### EXERCISE
Rewrite the rows from the start of the records up to and including the line with "positive clicks: (552, 289) (566, 298)", replacing "exact mask" with "precise mask" and leaving everything else unchanged. Give only those lines, without the pictures.
#### INFORMATION SUPPLIED
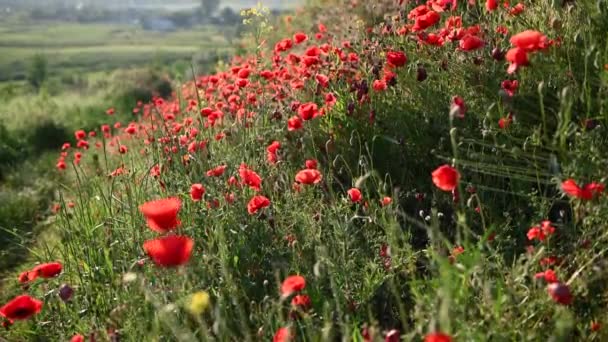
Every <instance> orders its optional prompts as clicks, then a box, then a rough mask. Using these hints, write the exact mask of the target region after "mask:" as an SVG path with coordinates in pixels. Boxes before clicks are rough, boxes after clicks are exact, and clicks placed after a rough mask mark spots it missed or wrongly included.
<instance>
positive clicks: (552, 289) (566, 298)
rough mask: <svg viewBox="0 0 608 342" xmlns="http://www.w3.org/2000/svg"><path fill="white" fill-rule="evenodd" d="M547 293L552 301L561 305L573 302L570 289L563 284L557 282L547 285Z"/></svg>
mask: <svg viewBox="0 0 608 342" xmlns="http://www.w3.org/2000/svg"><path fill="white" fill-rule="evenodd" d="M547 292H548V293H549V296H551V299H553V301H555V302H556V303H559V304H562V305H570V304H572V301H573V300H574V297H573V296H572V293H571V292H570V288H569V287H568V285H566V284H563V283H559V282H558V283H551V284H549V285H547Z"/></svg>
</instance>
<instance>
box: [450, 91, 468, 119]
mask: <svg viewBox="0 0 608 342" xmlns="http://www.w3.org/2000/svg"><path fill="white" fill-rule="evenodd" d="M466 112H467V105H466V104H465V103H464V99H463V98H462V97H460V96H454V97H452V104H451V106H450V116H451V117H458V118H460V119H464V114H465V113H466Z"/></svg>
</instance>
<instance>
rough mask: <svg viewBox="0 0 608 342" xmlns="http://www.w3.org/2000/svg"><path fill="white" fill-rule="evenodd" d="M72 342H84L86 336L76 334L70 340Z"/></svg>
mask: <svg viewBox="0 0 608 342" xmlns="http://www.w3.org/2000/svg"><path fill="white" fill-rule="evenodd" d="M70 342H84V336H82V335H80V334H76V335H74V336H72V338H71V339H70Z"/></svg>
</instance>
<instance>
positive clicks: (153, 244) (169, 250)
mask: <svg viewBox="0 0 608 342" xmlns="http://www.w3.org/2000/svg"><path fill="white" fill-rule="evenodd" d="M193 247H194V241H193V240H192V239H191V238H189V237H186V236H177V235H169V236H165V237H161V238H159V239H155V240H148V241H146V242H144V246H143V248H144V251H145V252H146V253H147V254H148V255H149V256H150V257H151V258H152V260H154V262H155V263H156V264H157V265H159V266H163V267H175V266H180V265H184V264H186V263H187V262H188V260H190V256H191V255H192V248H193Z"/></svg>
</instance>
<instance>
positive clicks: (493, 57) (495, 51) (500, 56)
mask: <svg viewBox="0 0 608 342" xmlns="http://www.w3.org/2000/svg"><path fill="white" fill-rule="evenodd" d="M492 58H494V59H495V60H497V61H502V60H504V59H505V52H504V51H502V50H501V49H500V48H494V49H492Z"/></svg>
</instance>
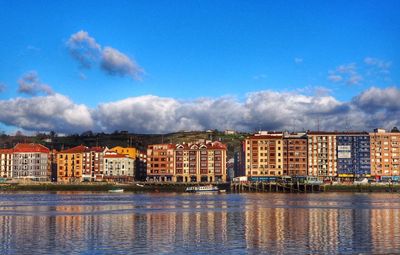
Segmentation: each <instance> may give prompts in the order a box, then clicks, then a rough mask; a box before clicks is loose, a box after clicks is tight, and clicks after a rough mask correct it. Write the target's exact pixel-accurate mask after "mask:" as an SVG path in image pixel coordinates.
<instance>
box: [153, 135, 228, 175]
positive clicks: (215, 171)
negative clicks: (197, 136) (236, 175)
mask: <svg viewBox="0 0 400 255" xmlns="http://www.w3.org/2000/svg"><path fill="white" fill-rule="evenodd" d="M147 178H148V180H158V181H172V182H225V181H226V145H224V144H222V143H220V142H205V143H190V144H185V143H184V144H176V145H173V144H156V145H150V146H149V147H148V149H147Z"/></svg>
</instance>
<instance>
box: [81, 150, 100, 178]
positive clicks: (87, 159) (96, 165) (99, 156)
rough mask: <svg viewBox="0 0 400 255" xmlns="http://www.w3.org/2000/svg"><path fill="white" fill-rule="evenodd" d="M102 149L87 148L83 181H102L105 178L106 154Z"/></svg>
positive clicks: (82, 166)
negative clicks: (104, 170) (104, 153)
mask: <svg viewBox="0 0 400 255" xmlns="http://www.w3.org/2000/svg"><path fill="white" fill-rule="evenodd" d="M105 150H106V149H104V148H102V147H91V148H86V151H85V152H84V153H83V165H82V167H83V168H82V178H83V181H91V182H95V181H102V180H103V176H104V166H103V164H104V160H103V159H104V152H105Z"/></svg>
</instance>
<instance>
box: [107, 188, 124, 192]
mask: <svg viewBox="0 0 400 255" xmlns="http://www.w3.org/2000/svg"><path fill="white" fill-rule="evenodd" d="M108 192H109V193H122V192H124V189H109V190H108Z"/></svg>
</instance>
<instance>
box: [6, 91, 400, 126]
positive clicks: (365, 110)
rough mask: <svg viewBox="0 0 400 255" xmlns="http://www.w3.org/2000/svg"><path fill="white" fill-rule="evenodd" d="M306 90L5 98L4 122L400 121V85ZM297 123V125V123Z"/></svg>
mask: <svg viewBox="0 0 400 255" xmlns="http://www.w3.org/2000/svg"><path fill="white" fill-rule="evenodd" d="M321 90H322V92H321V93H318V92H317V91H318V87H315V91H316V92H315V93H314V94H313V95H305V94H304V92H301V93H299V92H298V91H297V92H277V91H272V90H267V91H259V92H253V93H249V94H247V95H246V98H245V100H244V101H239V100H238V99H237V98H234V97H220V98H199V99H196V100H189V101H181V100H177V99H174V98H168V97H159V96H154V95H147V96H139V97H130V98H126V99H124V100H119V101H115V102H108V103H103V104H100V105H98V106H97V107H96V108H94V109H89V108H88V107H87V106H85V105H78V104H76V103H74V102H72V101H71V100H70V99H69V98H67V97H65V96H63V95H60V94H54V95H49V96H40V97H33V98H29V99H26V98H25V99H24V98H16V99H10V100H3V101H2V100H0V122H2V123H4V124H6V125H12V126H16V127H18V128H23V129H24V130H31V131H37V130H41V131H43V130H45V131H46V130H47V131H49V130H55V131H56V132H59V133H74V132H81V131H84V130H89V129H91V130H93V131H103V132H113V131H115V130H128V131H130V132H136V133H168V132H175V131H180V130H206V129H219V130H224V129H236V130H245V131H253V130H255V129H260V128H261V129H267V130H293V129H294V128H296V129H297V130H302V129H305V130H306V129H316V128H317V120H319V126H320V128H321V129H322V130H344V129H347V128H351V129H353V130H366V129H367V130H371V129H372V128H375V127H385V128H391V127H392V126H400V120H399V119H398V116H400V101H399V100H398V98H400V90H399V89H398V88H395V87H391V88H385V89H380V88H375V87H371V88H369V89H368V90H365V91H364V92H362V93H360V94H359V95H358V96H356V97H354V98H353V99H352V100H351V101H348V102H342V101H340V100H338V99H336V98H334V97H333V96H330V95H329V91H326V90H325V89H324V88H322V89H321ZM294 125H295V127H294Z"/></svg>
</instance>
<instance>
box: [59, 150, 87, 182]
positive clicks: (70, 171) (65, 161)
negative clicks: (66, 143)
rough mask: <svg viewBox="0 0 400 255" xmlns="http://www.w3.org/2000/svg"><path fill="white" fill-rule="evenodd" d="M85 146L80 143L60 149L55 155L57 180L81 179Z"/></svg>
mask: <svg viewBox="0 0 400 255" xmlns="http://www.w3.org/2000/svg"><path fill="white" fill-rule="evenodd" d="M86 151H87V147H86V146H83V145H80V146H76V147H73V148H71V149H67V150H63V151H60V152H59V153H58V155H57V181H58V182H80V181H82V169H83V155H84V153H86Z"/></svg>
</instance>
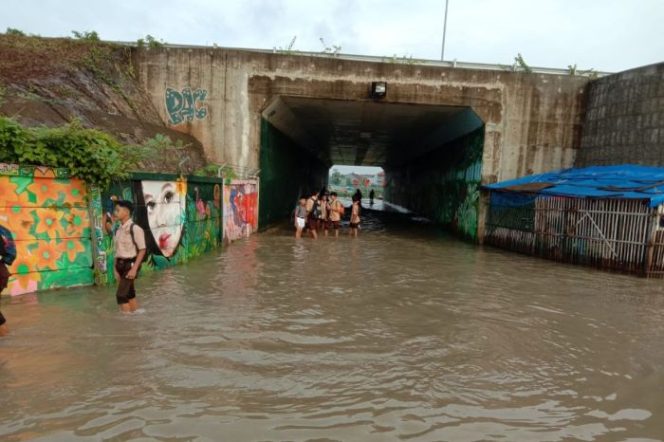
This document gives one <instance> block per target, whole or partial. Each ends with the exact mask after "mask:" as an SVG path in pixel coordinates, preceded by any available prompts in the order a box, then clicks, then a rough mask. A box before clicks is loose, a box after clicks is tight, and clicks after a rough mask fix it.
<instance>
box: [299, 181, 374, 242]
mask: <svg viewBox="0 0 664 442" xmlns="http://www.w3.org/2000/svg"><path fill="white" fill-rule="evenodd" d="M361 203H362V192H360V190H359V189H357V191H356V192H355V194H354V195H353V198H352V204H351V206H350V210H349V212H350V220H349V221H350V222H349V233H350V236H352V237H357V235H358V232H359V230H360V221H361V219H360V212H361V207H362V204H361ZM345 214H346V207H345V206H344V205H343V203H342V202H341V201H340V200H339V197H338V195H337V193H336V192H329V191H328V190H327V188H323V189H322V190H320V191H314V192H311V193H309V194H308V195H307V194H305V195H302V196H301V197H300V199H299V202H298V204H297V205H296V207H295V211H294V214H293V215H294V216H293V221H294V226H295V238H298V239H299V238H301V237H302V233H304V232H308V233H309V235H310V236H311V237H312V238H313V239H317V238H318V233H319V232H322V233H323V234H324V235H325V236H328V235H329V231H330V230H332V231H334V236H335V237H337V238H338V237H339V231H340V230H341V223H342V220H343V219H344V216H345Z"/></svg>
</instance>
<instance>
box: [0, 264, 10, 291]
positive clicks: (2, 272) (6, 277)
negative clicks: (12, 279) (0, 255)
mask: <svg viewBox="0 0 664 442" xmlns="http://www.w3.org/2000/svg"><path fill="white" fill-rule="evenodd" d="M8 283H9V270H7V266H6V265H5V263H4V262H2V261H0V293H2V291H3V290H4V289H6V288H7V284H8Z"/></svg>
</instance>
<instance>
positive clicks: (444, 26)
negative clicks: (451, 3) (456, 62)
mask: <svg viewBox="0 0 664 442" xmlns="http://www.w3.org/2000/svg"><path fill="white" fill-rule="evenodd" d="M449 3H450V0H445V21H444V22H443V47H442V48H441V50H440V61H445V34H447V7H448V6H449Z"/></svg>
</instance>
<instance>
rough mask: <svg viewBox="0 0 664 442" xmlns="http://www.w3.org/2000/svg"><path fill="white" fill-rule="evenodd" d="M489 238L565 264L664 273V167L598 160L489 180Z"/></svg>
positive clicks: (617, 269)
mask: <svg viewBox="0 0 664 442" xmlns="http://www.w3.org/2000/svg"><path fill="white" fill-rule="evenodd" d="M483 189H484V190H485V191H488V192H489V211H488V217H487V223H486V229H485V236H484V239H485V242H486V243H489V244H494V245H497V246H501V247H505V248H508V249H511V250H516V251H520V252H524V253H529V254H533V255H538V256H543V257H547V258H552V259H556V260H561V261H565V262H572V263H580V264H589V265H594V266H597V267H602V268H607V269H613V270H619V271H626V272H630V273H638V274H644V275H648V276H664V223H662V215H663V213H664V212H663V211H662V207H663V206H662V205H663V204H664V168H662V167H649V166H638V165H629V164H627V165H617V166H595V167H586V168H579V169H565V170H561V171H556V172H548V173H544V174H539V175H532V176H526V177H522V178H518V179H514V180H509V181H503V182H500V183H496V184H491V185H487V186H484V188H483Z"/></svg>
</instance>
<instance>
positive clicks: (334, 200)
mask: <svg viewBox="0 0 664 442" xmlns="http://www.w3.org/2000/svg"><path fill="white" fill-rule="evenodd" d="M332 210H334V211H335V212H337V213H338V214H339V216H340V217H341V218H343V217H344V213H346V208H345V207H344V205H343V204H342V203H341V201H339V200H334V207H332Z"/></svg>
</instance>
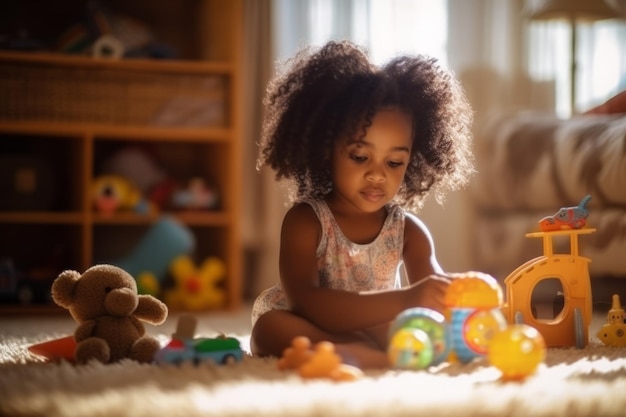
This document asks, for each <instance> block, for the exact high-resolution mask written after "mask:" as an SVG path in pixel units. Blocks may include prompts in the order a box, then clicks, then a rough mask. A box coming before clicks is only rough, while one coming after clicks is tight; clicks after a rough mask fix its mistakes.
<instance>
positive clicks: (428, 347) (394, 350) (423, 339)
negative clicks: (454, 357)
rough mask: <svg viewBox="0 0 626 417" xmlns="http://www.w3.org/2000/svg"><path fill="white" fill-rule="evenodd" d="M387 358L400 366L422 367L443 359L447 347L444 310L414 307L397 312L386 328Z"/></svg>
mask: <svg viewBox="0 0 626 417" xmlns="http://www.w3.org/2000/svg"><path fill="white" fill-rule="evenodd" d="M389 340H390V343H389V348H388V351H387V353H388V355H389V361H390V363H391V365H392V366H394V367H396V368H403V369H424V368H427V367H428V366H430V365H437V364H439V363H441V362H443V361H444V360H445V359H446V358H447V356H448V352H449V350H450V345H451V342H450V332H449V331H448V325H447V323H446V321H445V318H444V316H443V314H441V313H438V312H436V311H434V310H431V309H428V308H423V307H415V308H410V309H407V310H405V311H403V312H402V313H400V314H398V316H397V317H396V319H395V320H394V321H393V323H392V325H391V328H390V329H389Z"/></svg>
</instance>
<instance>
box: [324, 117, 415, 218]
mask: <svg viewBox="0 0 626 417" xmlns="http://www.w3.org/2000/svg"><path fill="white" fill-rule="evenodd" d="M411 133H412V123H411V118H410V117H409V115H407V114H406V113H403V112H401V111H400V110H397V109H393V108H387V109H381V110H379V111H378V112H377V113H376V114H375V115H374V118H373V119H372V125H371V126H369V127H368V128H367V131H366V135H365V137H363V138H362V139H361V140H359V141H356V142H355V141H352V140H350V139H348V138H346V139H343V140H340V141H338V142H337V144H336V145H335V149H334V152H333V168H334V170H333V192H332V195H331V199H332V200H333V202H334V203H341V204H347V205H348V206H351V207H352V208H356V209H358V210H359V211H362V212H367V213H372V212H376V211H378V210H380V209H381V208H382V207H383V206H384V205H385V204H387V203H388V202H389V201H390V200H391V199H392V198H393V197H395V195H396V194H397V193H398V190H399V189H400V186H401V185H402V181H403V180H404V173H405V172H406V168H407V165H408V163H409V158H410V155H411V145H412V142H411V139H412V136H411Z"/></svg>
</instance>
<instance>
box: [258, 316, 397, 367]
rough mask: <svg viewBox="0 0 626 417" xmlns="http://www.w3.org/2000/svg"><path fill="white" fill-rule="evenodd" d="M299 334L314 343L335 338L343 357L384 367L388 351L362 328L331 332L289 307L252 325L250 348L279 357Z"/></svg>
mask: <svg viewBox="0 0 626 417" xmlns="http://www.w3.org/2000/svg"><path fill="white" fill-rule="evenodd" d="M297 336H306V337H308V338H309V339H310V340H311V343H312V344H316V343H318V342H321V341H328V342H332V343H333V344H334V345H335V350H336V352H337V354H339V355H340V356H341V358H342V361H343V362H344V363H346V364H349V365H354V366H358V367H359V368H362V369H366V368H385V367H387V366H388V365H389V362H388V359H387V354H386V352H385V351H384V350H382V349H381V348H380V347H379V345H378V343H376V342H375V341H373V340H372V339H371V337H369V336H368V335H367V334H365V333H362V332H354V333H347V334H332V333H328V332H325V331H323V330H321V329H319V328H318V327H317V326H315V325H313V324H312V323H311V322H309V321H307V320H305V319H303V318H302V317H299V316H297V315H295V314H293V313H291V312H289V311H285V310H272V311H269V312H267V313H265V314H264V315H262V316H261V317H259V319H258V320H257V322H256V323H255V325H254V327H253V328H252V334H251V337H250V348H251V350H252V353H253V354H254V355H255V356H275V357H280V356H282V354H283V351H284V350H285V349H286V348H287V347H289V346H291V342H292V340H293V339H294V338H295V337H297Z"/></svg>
########
### SOLUTION FOR THIS EXERCISE
Every <instance> orders its optional prompts as clicks, then a box, then a rough mask. Using these hints, write the precise mask of the target region after "mask:" as an SVG path with coordinates in pixels. Boxes before clicks are rough, boxes after clicks are exact, and clicks placed after a rough mask mark spots it missed or wrongly included.
<instance>
positive clicks: (552, 289) (566, 298)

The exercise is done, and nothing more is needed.